= Provided text =
• • • • •

The Republican’s energy policy package or The Lower Energy Costs Act is better known as H. R. 1. On March 30th Roll Call 182 Number H. R. 1 passed, 225-204, in the first session in the 118th Congress. Four Democrats (Cuellar (TX), Golden (ME), Vincente Gonzales (TX) and Perez (WA)) crossed the aisle and voted with the Republicans. Six Democrats (Castor (FL), Castro (TX), Cleaver (MO), Hoyle (OR), Kelly (IL) and Lee (CA)) were in attendance but chose not to vote. Also, one Republican (Fitzpatrick (PA)) voted with the Democrats. Although this was definitely a victory in the House sending a message, a Democratic controlled Senate is less likely to pass it nor will the President sign it. Their reasoning was not to cave to the big oil companies. With the recent news of the major oil countries such as Saudi Arabia stating they will be cutting oil production; the Senate may think long and hard about voting against the bill. One reason the Saudis gave was the US was not replenishing their strategic reserves. The Saudis hold all the cards. Will the Senate play hard ball or will they help the American citizens and vote Yea when the bill comes on the floor for a vote?
H.R. 1 goal is to increase domestic energy production while lowering gas and utility prices. Several items in the bill are listed below.
The bill streamlines the permit process, 150-300 pages depending on the project versus the current average of 597 pages. Two years to conduct an environmental review. One hundred and twenty days for anyone wanting to challenge the project’s approval.

• • • • •

= Provided data =
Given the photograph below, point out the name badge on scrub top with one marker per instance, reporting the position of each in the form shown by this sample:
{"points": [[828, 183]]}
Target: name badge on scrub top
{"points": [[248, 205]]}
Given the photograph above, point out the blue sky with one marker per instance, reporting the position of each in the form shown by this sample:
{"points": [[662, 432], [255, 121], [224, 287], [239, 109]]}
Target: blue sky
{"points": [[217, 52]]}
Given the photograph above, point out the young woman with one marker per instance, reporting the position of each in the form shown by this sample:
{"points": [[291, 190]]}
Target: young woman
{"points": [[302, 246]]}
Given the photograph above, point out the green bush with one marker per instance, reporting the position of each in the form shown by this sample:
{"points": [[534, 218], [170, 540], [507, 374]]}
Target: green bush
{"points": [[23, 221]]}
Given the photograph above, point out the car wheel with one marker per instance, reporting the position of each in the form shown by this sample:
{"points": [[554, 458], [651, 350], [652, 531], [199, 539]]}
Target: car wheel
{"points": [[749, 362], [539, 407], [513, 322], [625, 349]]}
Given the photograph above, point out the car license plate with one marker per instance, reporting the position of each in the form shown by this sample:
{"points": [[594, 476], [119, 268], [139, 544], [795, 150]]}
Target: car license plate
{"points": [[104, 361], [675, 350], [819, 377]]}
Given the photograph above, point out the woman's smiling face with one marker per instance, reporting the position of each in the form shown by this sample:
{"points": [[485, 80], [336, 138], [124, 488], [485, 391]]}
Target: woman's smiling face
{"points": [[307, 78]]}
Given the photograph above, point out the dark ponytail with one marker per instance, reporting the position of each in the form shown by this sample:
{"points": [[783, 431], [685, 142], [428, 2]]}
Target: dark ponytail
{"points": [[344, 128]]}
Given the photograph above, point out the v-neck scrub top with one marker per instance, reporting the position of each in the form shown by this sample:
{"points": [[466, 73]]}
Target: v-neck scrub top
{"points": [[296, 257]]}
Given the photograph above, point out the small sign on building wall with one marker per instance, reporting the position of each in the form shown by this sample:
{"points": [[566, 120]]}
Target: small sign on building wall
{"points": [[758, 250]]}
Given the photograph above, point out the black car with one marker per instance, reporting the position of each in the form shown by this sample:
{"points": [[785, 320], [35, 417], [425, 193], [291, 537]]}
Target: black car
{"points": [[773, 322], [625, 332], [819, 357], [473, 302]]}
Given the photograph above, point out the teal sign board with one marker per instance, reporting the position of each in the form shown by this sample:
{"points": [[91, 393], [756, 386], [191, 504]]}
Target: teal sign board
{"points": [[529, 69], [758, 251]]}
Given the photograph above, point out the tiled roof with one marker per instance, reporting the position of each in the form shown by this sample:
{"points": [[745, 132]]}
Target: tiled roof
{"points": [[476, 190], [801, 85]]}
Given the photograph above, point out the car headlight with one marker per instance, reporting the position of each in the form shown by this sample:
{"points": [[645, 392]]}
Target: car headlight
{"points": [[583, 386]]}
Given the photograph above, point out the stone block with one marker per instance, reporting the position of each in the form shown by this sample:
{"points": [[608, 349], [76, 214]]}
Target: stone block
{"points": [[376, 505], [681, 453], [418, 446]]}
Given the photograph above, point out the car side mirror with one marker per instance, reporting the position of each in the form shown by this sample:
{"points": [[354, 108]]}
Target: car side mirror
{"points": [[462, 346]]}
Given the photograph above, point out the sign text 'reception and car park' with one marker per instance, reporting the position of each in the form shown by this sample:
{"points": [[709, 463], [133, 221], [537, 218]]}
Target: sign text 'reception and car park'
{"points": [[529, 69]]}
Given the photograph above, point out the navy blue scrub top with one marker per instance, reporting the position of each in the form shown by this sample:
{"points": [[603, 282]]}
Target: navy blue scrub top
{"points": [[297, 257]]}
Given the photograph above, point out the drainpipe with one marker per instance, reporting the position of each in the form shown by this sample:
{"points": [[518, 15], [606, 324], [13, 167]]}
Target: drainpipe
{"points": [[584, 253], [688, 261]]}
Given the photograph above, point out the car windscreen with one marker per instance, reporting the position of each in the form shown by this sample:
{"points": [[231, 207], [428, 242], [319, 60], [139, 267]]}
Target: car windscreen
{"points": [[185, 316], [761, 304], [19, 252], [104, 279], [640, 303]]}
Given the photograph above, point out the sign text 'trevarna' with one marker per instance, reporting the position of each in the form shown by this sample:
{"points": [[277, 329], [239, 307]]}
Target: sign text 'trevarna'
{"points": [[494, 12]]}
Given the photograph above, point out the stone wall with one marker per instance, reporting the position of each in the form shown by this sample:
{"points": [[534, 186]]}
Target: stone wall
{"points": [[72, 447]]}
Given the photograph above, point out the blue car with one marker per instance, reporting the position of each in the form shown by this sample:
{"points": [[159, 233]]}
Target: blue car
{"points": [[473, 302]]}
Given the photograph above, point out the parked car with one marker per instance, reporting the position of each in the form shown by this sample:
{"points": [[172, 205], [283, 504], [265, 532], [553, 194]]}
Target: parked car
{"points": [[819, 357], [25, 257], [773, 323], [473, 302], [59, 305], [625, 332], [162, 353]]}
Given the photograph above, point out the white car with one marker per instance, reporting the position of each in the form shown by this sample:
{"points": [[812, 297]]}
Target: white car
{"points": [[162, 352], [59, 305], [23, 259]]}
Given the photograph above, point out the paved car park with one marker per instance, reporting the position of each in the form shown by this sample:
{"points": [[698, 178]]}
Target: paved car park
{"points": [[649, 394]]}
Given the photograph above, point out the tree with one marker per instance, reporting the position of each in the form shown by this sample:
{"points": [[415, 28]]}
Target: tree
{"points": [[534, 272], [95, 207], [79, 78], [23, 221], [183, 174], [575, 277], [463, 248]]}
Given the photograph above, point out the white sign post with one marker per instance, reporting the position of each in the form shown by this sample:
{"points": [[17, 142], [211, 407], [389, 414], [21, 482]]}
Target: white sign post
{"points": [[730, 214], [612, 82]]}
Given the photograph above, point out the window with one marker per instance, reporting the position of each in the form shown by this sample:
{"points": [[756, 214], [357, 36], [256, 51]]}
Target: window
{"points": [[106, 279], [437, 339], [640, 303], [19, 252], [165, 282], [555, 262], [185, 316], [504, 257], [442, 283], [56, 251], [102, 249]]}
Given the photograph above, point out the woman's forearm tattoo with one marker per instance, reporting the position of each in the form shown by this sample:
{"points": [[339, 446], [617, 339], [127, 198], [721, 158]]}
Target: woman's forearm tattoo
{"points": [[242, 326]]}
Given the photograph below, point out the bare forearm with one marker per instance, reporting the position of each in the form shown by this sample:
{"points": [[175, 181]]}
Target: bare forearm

• • • • •

= Action item =
Reproduce the stretch of the H.R. 1 text from "The bill streamlines" through "the project’s approval.", substituting "licensing process" for "permit process".

= Answer box =
The bill streamlines the licensing process, 150-300 pages depending on the project versus the current average of 597 pages. Two years to conduct an environmental review. One hundred and twenty days for anyone wanting to challenge the project’s approval.